Document section ▸
Common memory problems
Before implementing any of the possible test algorithms, you should be familiar with the types of memory problems that are likely to occur. One common misconception among software engineers is that most memory problems occur within the chips themselves. Though a major issue at one time (a few decades ago), problems of this type are increasingly rare. These days, the manufacturers of memory devices perform a variety of post-production tests on each batch of chips. If there is a problem with a particular batch, it is extremely unlikely that one of the bad chips will make its way into your system.

The one type of memory chip problem you could encounter is a catastrophic failure. This is usually caused by some sort of physical or electrical damage to the chip after manufacture. Catastrophic failures are uncommon and usually affect large portions of the chip. Since a large area is affected, it is reasonable to assume that catastrophic failure will be detected by any decent test algorithm. In my experience, the most common source of actual memory problems is the circuit board. Typical circuit board problems are problems with the wiring between the processor and memory device, missing memory chips, and improperly inserted memory chips. These are the problems that a good memory test algorithm should be able to detect. Such a test should also be able to detect catastrophic memory failures without specifically looking for them. So, let's discuss the circuit board problems in more detail.

Source data:
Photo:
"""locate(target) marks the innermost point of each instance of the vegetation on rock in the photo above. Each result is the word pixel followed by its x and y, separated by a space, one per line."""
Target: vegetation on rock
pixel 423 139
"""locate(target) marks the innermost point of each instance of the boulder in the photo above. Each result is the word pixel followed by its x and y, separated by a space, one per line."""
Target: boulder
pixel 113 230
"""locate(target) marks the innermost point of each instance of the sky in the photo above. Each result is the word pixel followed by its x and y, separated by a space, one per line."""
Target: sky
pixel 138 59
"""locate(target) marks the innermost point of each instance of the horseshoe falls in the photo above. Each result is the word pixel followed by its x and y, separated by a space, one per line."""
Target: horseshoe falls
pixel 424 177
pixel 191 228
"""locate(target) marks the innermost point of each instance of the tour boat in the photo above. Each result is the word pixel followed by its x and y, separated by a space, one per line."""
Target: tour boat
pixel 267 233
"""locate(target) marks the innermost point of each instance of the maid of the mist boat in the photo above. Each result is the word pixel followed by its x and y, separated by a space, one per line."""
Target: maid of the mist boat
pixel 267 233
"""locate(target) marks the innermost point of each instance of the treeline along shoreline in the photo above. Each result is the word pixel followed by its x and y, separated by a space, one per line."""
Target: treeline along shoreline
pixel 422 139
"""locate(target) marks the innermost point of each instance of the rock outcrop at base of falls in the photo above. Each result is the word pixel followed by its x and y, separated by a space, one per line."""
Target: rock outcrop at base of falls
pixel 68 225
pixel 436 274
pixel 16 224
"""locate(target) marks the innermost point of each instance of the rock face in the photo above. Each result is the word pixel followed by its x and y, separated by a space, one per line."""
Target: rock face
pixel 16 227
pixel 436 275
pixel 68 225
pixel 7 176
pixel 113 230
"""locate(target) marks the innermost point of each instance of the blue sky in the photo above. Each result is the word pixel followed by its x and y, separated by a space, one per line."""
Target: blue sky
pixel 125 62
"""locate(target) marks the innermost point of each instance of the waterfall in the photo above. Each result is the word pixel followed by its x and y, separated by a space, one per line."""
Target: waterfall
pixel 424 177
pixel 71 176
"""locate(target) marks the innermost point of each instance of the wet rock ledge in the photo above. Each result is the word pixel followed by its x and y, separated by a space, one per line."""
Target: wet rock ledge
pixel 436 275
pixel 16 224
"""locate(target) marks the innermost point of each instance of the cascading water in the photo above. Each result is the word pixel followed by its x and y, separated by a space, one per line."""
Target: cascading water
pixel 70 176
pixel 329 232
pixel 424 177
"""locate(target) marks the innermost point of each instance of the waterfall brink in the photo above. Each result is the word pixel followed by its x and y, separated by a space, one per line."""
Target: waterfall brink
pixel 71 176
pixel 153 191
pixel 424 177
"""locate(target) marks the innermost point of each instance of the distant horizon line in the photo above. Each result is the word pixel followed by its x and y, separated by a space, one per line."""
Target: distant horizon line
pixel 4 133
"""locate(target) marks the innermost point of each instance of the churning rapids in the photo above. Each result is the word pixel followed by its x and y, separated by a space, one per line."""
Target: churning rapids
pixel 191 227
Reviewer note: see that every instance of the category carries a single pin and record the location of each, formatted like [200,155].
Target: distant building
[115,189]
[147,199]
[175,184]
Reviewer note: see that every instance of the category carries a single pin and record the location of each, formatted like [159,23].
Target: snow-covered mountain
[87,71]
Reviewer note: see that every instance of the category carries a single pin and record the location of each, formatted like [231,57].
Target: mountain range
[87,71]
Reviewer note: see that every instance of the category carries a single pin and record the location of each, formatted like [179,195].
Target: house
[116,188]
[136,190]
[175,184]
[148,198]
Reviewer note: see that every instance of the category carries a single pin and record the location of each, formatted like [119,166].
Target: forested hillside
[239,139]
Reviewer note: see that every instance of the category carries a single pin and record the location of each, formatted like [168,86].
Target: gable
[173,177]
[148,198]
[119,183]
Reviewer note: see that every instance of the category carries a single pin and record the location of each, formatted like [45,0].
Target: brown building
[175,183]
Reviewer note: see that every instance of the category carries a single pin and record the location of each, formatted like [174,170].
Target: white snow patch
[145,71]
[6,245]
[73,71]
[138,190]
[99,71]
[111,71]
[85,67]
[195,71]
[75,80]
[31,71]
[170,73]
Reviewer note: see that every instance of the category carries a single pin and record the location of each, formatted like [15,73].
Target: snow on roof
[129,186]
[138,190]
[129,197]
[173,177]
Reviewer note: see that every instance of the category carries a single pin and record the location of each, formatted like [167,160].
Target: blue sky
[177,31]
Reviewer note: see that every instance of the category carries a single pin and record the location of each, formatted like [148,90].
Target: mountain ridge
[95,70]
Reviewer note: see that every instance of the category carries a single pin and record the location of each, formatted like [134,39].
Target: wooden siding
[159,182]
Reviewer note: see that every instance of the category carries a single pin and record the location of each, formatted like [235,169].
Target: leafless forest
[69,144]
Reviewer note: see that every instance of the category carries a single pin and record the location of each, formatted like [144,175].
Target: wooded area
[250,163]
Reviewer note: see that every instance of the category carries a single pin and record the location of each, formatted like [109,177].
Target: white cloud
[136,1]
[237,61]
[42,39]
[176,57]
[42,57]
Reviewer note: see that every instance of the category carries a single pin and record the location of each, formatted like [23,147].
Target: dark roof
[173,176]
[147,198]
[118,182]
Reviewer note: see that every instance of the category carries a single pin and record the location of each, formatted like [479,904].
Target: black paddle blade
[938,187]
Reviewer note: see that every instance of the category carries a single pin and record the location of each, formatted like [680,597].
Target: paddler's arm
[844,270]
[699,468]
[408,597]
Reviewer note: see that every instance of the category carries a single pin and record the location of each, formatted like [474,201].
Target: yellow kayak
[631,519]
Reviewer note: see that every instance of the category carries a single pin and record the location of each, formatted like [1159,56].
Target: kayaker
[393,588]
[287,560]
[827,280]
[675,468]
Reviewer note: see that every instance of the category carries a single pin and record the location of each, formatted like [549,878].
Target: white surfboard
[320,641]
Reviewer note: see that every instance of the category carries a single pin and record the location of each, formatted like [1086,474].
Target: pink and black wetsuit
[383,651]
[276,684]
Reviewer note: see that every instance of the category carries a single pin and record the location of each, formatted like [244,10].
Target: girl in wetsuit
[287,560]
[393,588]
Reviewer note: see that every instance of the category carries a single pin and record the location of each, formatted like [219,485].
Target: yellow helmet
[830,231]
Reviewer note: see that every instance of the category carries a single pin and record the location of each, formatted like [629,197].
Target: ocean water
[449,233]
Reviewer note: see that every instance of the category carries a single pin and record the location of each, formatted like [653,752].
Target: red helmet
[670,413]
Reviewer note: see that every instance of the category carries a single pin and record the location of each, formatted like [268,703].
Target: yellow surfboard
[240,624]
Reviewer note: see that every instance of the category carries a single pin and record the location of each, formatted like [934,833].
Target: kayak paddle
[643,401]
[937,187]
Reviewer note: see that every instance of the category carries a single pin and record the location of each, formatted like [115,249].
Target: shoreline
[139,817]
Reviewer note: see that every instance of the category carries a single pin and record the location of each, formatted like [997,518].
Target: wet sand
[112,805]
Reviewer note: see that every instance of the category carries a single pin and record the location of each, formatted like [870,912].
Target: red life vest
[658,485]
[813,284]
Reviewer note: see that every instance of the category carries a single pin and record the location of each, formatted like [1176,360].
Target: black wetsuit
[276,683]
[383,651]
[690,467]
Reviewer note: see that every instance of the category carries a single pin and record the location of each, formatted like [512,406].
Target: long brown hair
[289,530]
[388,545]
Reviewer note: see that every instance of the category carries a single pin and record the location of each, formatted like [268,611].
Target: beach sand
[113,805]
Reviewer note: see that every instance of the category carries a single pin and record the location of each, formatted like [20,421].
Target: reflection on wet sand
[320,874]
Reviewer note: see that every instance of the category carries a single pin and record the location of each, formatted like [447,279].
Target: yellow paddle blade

Request 1 ▸
Answer these questions using the text on common memory problems.
(a) What do manufacturers of memory devices do with each batch of chips?
(b) What usually causes a catastrophic failure?
(c) What does the text name as the most common source of actual memory problems?
Request 2 ▸ Continue the text on common memory problems from the point where it stops.

Exercise output 1 ▸
(a) They perform a variety of post-production tests on each batch.
(b) Some sort of physical or electrical damage to the chip after manufacture.
(c) The circuit board.

Exercise output 2 ▸
Electrical wiring problems. An electrical wiring problem could be caused by an error in design or production of the board or as the result of damage received after manufacture. Each of the wires that connects the memory device to the processor is one of three types: an address line, a data line, or a control line. The address and data lines are used to select the memory location and to transfer the data, respectively. The control lines tell the memory device whether the processor wants to read or write the location and precisely when the data will be transferred. Unfortunately, one or more of these wires could be improperly routed or damaged in such a way that it is either shorted (for example, connected to another wire on the board) or open (not connected to anything). These problems are often caused by a bit of solder splash or a broken trace, respectively. Both cases are illustrated in Figure 1.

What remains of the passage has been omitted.